**The request**
Please find each line below that contains the word "short" and copy those lines out in full. Case counts, so a match must have the same capital and lowercase letters.

**Exercise input**
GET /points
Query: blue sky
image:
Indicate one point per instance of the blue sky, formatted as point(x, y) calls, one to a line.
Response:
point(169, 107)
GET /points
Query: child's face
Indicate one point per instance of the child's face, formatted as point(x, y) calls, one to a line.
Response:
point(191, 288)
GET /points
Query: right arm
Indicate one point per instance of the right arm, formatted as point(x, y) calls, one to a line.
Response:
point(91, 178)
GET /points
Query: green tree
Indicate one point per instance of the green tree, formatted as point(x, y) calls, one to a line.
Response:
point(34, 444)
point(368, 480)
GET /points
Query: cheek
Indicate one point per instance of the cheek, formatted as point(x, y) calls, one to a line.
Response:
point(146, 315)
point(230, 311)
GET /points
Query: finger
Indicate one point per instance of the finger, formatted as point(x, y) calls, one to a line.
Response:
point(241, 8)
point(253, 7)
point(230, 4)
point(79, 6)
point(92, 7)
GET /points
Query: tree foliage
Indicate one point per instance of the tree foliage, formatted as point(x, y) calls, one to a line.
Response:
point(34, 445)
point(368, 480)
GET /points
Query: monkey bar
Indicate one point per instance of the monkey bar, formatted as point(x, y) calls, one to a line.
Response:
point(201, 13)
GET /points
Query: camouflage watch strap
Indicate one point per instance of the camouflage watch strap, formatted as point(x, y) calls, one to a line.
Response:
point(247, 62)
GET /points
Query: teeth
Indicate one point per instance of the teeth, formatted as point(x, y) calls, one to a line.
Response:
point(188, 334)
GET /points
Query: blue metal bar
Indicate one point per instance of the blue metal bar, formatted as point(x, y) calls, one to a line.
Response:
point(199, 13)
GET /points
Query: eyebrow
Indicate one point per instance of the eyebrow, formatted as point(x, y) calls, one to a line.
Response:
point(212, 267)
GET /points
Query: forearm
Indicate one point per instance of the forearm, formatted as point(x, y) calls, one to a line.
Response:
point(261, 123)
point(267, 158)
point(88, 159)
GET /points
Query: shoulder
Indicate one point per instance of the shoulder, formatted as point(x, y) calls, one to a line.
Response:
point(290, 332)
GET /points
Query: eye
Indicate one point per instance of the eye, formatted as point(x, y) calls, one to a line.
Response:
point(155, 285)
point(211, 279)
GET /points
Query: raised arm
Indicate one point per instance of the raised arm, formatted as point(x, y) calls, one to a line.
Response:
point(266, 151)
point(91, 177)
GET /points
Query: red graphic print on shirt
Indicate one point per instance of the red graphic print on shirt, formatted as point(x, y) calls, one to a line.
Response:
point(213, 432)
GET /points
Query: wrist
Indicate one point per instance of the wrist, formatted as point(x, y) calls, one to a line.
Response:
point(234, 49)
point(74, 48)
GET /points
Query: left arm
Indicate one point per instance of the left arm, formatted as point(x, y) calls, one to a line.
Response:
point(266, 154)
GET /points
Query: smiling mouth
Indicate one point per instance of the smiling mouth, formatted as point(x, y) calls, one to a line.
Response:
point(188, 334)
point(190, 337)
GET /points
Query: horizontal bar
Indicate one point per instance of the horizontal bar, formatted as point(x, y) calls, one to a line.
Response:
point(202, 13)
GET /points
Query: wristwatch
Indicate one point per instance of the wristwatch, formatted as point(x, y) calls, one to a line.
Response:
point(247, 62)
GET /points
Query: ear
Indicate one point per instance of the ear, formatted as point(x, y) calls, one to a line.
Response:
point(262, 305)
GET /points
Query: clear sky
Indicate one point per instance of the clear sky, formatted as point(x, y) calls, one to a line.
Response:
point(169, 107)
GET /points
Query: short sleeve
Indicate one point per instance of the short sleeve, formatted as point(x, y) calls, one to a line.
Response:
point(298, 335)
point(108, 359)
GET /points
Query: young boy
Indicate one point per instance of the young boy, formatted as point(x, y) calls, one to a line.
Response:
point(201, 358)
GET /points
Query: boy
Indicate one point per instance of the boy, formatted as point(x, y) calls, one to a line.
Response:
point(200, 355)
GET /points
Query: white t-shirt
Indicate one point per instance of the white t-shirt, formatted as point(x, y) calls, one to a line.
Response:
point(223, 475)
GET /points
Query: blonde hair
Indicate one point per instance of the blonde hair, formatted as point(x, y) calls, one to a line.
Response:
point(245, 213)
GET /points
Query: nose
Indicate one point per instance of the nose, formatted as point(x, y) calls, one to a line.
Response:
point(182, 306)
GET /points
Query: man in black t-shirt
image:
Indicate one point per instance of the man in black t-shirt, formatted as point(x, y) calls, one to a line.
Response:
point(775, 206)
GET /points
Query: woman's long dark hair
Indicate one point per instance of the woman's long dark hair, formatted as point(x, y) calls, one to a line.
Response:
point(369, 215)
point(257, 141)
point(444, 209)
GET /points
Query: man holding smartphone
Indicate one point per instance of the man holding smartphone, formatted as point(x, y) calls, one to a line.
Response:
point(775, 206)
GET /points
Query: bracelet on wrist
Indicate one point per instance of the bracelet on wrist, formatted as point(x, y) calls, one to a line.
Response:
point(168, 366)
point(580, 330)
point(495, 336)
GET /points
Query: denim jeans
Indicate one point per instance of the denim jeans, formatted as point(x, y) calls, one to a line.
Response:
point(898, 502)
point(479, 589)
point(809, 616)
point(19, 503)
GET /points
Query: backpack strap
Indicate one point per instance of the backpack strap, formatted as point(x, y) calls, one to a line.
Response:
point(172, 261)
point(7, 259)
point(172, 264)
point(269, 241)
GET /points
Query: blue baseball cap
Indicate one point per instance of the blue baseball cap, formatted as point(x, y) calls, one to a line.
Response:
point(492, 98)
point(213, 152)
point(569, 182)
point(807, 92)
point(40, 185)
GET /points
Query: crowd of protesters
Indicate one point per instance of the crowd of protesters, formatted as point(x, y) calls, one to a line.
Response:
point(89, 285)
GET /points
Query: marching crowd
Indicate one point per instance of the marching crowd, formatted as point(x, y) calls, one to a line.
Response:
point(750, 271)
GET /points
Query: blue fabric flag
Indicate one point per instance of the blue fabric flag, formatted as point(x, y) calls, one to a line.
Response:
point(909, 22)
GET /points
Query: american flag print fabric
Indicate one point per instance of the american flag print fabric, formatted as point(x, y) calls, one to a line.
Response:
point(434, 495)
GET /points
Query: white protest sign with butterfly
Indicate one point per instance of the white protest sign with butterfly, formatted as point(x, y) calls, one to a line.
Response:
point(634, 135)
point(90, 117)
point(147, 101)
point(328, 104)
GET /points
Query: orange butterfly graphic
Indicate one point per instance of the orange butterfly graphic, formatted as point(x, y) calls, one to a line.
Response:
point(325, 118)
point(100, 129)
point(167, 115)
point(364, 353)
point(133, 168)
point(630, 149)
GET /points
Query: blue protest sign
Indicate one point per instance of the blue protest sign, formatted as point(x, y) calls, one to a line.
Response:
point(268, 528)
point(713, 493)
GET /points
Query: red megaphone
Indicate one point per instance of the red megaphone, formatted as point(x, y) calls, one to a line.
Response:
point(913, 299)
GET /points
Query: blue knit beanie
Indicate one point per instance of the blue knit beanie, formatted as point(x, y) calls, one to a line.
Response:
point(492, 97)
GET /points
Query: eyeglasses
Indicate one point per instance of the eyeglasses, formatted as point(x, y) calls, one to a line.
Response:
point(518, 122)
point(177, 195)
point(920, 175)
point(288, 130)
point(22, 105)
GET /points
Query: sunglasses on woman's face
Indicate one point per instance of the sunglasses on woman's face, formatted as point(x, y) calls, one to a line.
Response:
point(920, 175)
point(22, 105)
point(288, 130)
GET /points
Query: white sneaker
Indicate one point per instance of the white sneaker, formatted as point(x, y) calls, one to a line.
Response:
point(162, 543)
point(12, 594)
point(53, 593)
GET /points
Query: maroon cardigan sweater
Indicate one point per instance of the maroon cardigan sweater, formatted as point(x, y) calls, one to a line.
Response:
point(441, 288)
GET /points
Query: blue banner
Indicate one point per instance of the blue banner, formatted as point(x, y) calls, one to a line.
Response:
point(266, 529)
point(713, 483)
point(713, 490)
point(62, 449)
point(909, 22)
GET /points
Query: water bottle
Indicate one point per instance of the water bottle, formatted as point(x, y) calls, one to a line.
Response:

**Response to this task**
Query: short sleeve
Indicate one point per instance of the short sleeve, formatted as point(x, y) calls, one to a line.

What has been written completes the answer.